WORK REQUEST —
Up to and including the line containing "target | letter n on jersey", set down each line of the entries below exactly, starting from the first, and leave out the rest.

----

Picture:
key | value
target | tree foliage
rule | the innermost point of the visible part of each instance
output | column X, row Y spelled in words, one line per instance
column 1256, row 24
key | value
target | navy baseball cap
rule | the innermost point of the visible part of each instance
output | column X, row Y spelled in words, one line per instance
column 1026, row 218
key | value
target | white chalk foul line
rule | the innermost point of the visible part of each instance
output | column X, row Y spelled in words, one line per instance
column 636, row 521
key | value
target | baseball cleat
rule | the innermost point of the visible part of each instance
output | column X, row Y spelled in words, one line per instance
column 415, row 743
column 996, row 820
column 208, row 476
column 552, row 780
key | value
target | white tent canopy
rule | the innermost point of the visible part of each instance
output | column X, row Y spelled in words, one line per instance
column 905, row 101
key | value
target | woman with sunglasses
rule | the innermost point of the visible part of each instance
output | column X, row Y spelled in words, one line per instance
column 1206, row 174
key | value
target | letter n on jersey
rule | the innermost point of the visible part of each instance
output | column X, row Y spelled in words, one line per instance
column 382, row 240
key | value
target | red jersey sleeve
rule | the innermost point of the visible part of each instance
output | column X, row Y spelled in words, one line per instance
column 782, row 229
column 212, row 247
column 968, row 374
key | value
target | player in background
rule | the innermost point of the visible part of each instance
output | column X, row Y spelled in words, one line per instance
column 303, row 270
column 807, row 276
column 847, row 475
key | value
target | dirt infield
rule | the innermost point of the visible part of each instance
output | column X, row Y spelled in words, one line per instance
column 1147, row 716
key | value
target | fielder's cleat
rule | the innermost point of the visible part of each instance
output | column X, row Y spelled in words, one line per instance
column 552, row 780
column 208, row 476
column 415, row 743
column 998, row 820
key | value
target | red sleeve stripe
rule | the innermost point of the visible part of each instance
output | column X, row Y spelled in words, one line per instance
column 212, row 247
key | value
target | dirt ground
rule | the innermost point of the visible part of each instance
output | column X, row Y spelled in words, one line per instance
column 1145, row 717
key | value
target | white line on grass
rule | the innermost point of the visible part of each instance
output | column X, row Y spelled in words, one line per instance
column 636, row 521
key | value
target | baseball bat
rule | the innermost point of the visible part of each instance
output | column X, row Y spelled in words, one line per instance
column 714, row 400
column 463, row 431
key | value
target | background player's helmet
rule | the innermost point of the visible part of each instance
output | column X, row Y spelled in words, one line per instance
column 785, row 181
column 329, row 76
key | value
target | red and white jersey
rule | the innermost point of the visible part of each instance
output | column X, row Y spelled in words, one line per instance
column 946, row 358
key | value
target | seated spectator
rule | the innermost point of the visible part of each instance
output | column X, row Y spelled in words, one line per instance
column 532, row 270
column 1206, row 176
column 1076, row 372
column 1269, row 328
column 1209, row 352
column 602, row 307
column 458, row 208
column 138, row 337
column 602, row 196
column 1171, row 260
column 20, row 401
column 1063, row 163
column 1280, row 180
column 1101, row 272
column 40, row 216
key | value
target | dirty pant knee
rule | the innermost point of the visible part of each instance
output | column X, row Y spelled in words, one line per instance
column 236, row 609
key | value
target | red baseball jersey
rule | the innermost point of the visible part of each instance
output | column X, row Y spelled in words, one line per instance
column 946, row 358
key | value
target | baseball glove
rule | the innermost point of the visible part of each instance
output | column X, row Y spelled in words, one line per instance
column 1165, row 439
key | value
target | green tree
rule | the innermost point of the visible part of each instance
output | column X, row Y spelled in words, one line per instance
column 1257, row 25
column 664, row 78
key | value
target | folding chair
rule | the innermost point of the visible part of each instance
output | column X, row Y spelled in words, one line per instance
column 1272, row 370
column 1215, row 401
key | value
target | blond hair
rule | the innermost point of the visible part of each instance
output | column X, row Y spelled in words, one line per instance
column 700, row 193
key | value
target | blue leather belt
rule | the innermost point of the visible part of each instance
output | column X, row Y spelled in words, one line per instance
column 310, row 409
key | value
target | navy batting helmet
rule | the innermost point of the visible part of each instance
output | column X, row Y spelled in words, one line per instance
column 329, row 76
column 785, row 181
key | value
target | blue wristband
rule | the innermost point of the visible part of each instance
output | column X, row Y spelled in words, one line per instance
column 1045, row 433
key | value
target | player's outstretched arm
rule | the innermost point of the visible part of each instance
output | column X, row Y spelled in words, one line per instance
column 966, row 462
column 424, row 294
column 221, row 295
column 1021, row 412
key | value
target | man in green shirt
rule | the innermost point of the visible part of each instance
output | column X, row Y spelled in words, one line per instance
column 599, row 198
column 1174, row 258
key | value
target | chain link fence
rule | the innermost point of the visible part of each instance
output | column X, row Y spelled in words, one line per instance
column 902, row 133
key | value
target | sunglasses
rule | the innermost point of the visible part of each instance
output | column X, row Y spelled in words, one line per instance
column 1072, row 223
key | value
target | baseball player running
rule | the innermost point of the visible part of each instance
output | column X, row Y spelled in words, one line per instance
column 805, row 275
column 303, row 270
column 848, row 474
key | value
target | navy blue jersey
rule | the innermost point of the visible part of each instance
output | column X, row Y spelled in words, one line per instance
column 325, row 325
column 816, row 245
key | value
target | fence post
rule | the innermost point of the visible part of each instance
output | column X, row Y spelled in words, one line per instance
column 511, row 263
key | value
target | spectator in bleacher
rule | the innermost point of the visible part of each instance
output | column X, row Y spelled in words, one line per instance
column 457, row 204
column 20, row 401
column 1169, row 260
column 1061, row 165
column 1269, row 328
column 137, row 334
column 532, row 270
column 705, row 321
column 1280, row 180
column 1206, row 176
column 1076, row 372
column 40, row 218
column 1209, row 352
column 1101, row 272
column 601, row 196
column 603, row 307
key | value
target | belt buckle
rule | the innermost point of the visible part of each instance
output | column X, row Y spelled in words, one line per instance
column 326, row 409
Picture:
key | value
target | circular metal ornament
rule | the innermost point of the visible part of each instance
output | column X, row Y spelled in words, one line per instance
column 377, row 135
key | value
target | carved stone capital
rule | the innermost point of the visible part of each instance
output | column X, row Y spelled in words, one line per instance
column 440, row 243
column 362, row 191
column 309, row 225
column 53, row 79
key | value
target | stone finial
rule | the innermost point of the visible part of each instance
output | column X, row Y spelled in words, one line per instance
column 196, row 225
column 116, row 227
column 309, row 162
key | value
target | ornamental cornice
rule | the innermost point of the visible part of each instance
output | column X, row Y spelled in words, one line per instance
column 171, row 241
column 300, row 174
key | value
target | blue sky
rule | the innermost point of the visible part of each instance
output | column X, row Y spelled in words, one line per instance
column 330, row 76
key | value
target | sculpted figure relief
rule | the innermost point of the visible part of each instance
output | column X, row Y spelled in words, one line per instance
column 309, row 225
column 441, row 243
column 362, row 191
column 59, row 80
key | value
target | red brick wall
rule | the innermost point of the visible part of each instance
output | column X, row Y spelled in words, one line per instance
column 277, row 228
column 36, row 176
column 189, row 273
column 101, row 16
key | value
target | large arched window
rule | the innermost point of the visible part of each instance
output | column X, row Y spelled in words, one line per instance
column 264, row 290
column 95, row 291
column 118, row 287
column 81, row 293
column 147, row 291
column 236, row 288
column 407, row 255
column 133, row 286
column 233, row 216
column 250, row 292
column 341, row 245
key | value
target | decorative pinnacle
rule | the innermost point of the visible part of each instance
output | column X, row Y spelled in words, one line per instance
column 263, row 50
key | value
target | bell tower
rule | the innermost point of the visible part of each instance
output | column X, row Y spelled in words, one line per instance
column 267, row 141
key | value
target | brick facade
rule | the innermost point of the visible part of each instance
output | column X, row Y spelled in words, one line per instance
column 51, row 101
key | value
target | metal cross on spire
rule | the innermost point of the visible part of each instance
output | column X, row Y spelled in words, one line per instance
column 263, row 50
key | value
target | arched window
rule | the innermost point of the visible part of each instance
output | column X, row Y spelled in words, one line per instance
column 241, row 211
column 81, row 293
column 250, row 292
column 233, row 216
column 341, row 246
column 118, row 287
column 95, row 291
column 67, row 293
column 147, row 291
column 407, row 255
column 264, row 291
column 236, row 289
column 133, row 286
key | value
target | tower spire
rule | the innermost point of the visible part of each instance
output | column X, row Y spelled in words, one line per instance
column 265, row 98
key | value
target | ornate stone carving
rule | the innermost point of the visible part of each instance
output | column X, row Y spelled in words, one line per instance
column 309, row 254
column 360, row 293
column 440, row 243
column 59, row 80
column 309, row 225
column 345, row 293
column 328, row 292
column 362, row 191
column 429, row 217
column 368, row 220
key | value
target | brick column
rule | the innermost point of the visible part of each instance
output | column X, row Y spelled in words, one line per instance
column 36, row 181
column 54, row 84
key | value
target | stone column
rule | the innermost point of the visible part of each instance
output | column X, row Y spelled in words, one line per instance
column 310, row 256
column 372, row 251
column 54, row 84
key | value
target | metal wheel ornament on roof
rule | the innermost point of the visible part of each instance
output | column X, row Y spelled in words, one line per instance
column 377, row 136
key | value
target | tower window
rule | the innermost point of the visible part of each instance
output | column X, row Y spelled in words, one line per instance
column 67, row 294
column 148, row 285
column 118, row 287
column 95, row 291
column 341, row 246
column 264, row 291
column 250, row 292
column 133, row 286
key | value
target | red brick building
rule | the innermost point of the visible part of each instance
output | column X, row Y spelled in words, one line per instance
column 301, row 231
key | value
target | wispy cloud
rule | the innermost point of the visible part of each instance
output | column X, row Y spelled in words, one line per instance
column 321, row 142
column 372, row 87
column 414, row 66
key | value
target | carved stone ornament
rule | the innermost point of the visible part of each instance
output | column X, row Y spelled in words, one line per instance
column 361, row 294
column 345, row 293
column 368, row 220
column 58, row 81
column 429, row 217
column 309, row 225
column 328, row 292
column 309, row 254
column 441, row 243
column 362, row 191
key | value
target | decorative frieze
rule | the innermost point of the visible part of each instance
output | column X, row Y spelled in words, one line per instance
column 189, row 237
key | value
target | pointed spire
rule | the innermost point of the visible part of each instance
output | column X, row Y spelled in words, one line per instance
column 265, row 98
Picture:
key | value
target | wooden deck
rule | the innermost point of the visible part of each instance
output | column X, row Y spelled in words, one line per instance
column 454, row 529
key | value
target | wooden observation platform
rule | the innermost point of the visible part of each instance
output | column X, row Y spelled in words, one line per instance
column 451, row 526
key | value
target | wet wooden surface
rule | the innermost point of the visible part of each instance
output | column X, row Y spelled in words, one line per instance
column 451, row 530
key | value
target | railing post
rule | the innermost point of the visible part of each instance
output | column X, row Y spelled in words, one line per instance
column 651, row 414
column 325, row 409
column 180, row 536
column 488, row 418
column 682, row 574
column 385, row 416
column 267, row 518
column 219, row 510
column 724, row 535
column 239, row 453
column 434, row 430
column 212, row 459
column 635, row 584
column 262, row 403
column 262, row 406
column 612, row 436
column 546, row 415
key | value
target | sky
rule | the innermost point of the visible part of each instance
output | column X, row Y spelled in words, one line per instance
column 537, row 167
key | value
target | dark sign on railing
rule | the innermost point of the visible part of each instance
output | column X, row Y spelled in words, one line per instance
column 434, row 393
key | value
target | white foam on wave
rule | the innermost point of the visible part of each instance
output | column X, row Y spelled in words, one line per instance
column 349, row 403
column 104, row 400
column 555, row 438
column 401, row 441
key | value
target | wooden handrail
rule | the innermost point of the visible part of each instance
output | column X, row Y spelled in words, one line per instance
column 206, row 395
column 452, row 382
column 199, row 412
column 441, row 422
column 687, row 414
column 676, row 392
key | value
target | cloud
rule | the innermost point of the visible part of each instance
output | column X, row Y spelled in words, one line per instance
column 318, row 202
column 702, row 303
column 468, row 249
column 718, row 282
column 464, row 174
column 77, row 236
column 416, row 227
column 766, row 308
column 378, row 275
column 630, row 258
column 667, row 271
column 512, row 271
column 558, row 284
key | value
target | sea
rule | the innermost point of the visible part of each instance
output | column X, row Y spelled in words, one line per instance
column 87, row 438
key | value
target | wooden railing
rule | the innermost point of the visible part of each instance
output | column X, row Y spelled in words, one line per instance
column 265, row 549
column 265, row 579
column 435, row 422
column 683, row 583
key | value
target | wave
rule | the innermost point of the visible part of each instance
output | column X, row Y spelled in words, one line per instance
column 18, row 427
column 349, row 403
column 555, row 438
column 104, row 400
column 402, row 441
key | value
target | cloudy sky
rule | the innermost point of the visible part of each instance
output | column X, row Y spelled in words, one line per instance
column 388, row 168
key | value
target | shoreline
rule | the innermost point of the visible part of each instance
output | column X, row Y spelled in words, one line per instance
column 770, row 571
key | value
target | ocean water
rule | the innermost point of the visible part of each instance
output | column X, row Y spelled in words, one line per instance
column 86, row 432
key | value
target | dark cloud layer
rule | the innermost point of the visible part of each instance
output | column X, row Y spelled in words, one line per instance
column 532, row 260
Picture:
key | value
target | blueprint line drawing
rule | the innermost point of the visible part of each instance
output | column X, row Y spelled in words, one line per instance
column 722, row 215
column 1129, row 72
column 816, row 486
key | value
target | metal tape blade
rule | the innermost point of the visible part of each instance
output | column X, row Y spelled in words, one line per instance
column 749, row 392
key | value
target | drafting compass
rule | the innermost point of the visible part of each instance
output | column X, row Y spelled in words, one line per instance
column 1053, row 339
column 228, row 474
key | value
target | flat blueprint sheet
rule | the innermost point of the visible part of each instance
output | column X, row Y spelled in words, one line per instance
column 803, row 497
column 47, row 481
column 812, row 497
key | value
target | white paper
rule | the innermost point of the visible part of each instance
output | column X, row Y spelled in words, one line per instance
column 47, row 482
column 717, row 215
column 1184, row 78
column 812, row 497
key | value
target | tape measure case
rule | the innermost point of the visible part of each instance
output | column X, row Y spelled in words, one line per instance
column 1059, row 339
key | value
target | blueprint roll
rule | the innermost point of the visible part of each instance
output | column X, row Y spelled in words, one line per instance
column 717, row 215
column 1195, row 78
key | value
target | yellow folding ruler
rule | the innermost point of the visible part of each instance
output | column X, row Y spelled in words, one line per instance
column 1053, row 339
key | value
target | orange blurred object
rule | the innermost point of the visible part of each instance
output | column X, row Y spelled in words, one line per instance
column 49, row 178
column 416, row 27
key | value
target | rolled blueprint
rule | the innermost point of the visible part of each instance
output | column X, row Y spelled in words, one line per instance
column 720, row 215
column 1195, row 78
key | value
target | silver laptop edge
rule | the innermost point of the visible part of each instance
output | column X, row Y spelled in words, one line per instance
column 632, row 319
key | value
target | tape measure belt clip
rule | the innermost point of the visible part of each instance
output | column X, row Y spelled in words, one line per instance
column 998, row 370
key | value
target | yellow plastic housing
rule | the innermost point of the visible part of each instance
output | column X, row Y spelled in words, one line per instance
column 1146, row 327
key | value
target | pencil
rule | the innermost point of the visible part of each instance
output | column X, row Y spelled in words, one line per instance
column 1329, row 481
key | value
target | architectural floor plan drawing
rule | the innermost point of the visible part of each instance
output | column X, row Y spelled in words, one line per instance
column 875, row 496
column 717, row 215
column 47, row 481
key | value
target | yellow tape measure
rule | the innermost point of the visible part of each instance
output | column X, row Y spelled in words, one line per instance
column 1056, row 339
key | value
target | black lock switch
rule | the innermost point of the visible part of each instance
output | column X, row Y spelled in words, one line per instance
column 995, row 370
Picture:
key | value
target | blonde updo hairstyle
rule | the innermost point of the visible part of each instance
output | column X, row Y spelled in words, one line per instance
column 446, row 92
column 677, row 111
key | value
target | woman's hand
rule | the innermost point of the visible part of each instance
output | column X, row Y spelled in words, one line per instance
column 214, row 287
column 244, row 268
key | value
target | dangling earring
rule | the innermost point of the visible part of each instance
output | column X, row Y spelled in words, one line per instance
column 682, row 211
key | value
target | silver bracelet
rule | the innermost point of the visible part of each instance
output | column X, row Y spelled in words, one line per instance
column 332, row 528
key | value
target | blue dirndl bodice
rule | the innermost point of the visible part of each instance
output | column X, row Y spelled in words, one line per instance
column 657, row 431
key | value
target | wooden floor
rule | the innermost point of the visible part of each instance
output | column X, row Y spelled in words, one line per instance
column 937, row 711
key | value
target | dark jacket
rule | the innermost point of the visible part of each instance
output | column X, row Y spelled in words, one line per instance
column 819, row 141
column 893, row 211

----

YOUR RESPONSE —
Picture:
key | value
target | tree foliage
rule | the innermost point of the visible part of each instance
output | column X, row Y spelled in words, one line per instance
column 1256, row 24
key | value
target | navy baseball cap
rule | the innermost point of the visible part of each instance
output | column X, row Y spelled in words, one line per instance
column 1026, row 218
key | value
target | white chalk foul line
rule | the innermost point of the visible part of each instance
output | column X, row Y spelled in words, one line per instance
column 636, row 521
key | value
target | baseball cleat
rule | the innermost point of the visible part of each instance
output | column X, row Y spelled in words, one line per instance
column 415, row 743
column 996, row 820
column 208, row 476
column 552, row 780
key | value
target | white tent canopy
rule | the innermost point of the visible part of each instance
output | column X, row Y spelled in words, one line per instance
column 905, row 101
key | value
target | woman with sunglasses
rule | the innermost point of the visible part of each instance
output | column X, row Y spelled in words, one line per instance
column 1206, row 174
key | value
target | letter n on jersey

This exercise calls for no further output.